#### Fragmento del texto:
Los empobrecidos tibetanos mandan a nivel espiritual mientras los estrictos militares chinos se ocupan de que todo turista haya pagado entre 2.000 y tres mil dólares por intentar la cumbre o de multarlo con el doble si viola el número de días autorizados. Los colombianos tuvieron 30 y en total, el costo de esta aventura por cabeza fue de al menos 12 mil dólares y sólo fue posible gracias a patrocinadores como Colseguros, Delta Airlines y Epopeya.
El 2 de septiembre emprendieron la travesía por la ruta más larga pero más segura, la que abrió el legendario “conquistador del Himalaya”, Reinhold Messner, el autor de En los límites de la tierra (1991), que advierte en su libro: “la verdadera aventura incluye el fracaso”. Atrás dejaron la preocupación de haber conseguido todo el equipo técnico para escalar y protegerse del frío, desde las pastillas para tratar un posible edema pulmonar, las carpas de nylon especial que los aísla de temperaturas de hasta 40 grados bajo cero, hasta la ropa de membranas que usan los astronautas para expulsar el sudor y las chaquetas de plumas del pecho de los gansos, indispensables a más de 6.500 metros de altura para no morir congelados. Además de los imponentes picos, que se abren a partir del temido “paso de los penitentes”, lo primero que ven son las ofrendas a las decenas de deportistas muertos en el intento.

#### Tarea indicada 1:
Transcribe del fragmento sobre la expedición todo lo que va desde "Los empobrecidos tibetanos" hasta "Airlines y Epopeya.", ambos incluidos.
El fragmento sobre la expedición y el listado son materiales independientes entre sí.

#### Datos de entrada:
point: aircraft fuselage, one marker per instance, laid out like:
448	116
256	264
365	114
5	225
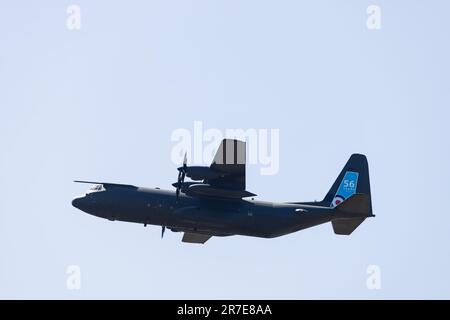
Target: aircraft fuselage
218	217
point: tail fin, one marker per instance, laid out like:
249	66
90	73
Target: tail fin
350	195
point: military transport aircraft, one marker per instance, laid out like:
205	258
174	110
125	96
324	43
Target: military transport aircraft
214	202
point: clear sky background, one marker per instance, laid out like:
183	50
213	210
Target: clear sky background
101	103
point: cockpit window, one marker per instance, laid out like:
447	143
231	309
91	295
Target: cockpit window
96	188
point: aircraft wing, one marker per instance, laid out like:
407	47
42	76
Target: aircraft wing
195	237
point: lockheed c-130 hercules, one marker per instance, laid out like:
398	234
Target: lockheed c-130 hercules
214	202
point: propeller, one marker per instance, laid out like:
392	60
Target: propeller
181	175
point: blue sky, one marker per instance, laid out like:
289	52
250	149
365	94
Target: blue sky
102	102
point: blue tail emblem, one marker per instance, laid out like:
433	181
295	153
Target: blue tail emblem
346	189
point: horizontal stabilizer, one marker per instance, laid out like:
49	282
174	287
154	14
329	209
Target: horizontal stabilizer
195	237
351	213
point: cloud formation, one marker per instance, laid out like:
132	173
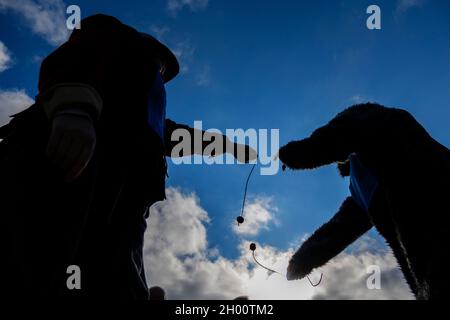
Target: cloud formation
11	102
5	57
45	18
178	258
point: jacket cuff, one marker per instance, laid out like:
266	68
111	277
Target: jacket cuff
72	96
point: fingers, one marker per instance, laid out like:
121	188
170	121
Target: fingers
293	272
346	133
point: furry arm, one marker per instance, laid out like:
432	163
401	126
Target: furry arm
347	225
242	153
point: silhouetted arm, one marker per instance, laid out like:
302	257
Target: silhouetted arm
347	225
175	133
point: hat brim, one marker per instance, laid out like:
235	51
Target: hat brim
172	67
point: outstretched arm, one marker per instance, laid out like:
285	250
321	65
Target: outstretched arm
347	225
242	153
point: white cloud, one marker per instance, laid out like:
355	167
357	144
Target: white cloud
404	5
46	18
258	213
176	5
178	258
11	102
5	57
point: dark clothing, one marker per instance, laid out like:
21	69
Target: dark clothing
98	221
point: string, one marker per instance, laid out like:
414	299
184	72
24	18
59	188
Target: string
273	271
246	188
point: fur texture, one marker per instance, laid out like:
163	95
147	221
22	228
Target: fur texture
410	208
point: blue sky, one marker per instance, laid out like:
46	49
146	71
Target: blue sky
289	65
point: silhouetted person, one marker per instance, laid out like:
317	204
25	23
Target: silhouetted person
399	183
80	168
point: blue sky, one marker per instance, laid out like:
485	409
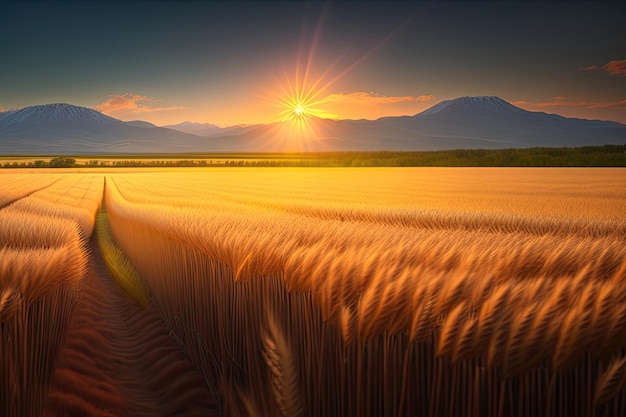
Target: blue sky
231	62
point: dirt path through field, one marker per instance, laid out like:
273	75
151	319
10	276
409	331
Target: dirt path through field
119	360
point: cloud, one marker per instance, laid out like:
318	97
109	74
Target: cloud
560	101
362	97
616	67
589	68
128	103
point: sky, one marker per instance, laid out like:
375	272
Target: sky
232	63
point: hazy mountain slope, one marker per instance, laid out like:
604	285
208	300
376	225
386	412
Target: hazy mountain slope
466	122
64	128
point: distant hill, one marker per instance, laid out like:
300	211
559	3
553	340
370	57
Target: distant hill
462	123
63	128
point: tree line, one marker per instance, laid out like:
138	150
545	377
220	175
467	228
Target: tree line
585	156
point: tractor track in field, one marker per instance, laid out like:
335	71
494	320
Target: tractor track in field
119	360
8	203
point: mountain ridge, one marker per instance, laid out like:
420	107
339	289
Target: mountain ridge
465	122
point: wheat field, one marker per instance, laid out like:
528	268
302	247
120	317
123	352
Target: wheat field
314	292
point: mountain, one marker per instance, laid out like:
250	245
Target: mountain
200	129
63	128
465	122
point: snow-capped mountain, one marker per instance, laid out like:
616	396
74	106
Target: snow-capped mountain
465	122
462	123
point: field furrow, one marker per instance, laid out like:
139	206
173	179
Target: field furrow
120	357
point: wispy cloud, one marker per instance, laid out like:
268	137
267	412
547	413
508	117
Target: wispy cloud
560	101
128	103
362	97
616	67
369	105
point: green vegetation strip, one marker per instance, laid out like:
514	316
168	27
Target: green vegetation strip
584	156
121	269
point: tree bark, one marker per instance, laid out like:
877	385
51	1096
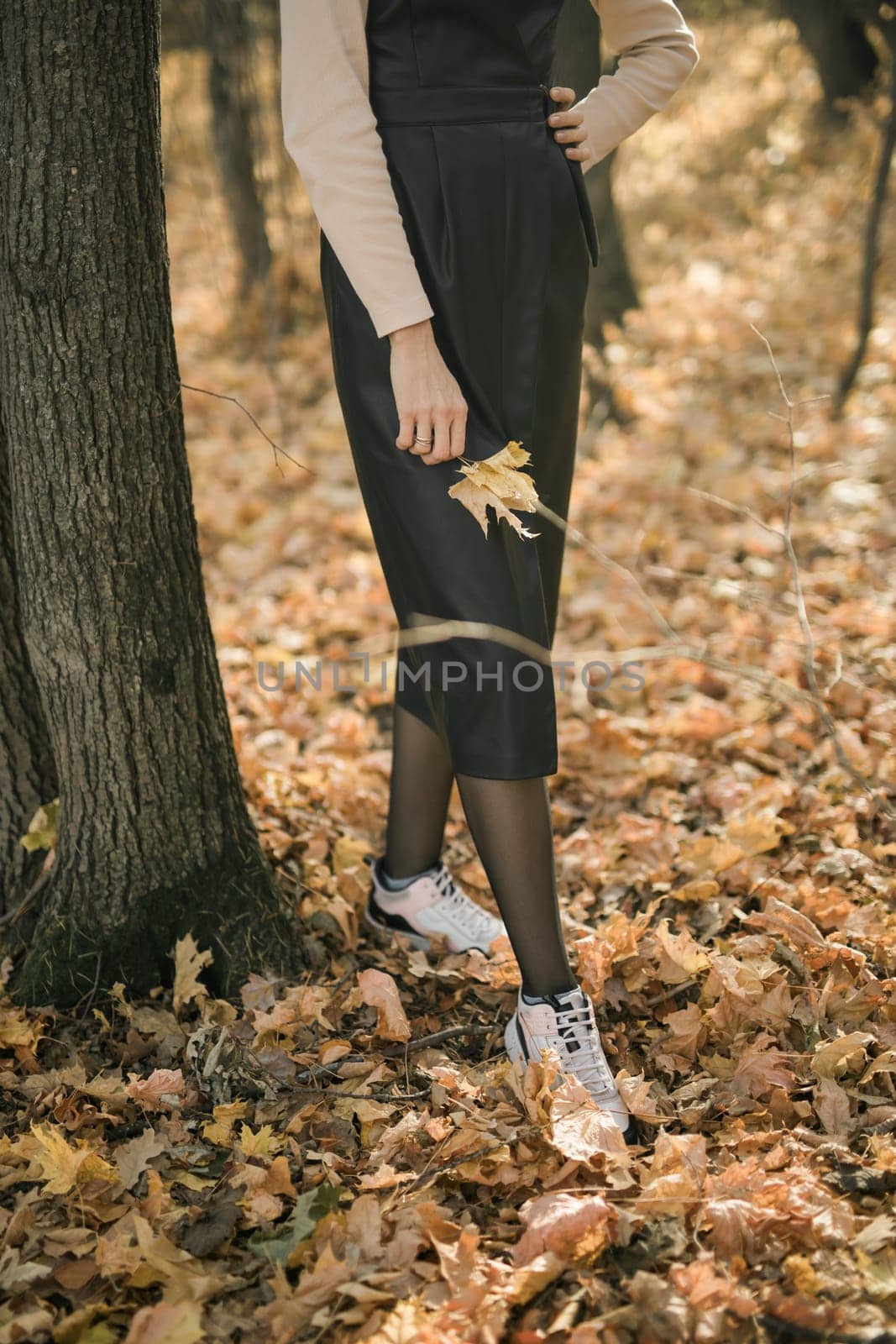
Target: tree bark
155	837
233	134
27	769
835	35
613	291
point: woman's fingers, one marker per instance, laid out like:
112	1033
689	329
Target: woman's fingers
423	436
406	430
432	409
570	132
458	433
441	449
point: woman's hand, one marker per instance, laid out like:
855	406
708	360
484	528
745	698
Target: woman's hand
569	127
430	405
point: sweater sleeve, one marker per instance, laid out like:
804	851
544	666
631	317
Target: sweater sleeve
658	51
331	134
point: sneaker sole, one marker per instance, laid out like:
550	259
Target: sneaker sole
519	1058
416	940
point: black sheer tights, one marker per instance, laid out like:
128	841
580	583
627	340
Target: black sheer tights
511	826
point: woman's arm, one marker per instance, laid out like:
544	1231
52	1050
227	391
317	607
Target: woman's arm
331	134
658	53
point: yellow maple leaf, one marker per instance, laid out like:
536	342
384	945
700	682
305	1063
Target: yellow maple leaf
63	1167
499	484
262	1144
188	963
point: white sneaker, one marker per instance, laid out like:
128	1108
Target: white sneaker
432	905
566	1025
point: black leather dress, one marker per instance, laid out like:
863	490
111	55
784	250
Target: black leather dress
501	233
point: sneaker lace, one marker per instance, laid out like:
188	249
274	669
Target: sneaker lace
579	1034
472	918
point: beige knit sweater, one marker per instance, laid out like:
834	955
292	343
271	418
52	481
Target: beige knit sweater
331	132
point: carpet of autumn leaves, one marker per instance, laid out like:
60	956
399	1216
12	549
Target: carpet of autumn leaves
348	1158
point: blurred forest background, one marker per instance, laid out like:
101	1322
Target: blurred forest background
335	1168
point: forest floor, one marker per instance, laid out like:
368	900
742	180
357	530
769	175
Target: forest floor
726	864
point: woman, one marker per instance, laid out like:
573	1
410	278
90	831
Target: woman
454	261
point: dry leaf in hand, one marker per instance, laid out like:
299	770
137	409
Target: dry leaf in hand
497	483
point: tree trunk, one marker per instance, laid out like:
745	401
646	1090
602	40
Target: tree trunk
155	837
27	770
578	65
233	134
836	38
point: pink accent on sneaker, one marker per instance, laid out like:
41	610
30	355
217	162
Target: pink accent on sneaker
432	905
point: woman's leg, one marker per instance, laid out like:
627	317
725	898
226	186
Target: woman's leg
511	826
419	793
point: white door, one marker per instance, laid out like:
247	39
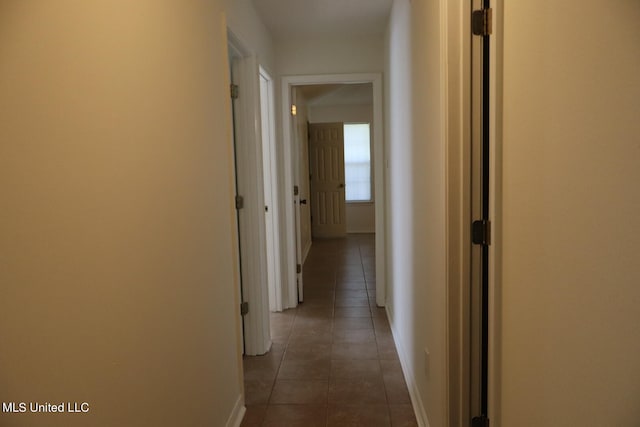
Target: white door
326	164
270	191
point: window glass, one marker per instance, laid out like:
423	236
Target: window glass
357	162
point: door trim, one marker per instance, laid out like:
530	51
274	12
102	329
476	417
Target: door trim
249	184
378	143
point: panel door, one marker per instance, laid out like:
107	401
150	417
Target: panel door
326	163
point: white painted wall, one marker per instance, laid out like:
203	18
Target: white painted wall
117	225
330	55
360	216
302	139
416	297
570	202
247	25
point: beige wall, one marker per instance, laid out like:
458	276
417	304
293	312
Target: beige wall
117	266
416	298
570	275
361	216
302	141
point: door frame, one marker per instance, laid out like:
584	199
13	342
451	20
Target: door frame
244	70
456	67
288	82
270	180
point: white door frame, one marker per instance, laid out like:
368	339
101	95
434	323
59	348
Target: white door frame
378	143
267	118
247	132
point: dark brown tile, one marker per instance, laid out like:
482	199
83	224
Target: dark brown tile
402	416
396	388
357	392
306	351
261	367
347	350
351	285
310	336
357	336
295	416
387	350
352	302
299	392
355	369
381	324
351	293
359	416
254	416
304	369
352	312
352	323
379	312
257	392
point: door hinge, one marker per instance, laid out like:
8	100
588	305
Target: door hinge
239	202
234	90
481	421
481	232
482	22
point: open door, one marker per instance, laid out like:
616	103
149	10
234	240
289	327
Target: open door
245	96
481	238
326	155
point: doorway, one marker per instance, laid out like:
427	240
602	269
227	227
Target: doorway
250	197
293	274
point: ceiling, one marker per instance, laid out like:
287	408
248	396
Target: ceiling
338	94
317	18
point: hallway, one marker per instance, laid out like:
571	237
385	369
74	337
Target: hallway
333	360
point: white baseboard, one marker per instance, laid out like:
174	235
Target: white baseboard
235	419
414	393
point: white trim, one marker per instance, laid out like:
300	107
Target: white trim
237	415
272	225
306	251
409	377
249	178
378	143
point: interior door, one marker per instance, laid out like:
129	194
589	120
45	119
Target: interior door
326	164
481	28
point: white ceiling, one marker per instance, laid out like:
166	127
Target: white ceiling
313	18
338	94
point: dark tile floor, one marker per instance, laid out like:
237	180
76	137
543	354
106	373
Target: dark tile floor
333	361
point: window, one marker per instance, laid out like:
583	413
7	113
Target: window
357	162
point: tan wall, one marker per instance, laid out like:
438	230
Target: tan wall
116	260
570	274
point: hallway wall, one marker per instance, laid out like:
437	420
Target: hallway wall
117	251
570	236
416	298
325	55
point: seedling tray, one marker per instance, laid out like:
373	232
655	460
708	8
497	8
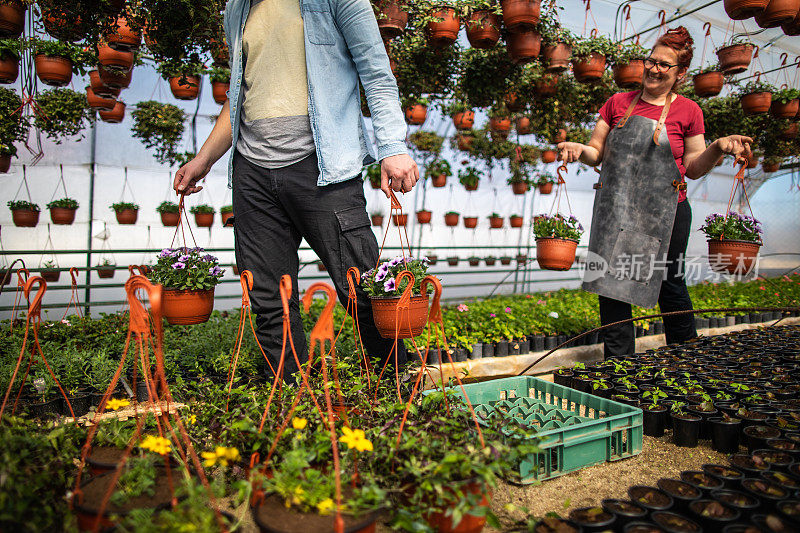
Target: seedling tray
575	429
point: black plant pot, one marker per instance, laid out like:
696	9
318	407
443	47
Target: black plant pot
725	434
685	430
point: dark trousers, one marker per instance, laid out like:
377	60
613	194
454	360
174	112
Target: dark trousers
274	210
674	296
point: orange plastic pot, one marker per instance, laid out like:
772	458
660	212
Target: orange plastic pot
523	45
733	257
445	32
219	89
555	254
25	218
53	70
415	114
464	120
9	69
114	116
708	83
406	324
521	14
185	89
483	29
756	103
391	20
629	75
187	307
62	215
556	56
735	58
589	69
127	216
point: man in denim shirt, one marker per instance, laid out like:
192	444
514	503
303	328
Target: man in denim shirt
294	120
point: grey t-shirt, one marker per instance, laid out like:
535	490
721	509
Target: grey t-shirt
274	129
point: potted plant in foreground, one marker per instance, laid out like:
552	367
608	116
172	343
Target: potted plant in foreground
556	240
381	286
189	276
733	242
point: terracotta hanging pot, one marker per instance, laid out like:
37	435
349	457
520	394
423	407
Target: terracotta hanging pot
589	69
219	89
735	58
464	120
556	57
483	29
520	14
127	216
12	18
25	218
185	88
733	257
787	110
99	103
415	114
444	33
555	254
708	83
114	116
53	70
111	57
756	103
629	75
523	45
408	324
9	69
391	20
187	307
778	13
744	9
62	216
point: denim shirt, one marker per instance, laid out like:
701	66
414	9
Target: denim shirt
342	45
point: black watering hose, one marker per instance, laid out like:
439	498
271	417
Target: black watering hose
661	315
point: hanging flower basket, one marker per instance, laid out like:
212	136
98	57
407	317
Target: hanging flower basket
483	29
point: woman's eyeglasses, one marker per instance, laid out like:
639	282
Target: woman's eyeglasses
661	66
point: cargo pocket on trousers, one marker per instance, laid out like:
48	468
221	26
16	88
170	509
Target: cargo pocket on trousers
358	247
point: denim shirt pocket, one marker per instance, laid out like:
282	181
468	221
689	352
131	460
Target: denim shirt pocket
318	22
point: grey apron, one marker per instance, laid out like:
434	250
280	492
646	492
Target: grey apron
634	210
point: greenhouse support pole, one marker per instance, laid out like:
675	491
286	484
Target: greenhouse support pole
87	296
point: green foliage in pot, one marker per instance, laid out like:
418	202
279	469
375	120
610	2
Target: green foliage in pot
186	269
557	226
159	126
64	203
61	113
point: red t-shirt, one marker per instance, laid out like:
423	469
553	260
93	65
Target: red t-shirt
685	119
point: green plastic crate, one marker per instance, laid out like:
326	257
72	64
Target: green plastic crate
575	429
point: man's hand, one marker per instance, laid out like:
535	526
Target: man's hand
189	174
399	172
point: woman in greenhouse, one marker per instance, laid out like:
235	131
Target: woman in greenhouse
648	142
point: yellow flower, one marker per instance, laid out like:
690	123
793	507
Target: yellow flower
325	507
117	403
158	445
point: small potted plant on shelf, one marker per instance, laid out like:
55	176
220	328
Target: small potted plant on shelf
203	215
733	242
62	211
24	214
169	213
381	286
557	239
126	212
189	276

#### Tarea indicada 2:
Por favor, extrae del listado cada línea en la que aparezca la cadena "clothing".

#### Resultado completo 1:
Los empobrecidos tibetanos mandan a nivel espiritual mientras los estrictos militares chinos se ocupan de que todo turista haya pagado entre 2.000 y tres mil dólares por intentar la cumbre o de multarlo con el doble si viola el número de días autorizados. Los colombianos tuvieron 30 y en total, el costo de esta aventura por cabeza fue de al menos 12 mil dólares y sólo fue posible gracias a patrocinadores como Colseguros, Delta Airlines y Epopeya.

#### Resultado completo 2:
point: dark clothing, one marker per instance, laid out like:
Target: dark clothing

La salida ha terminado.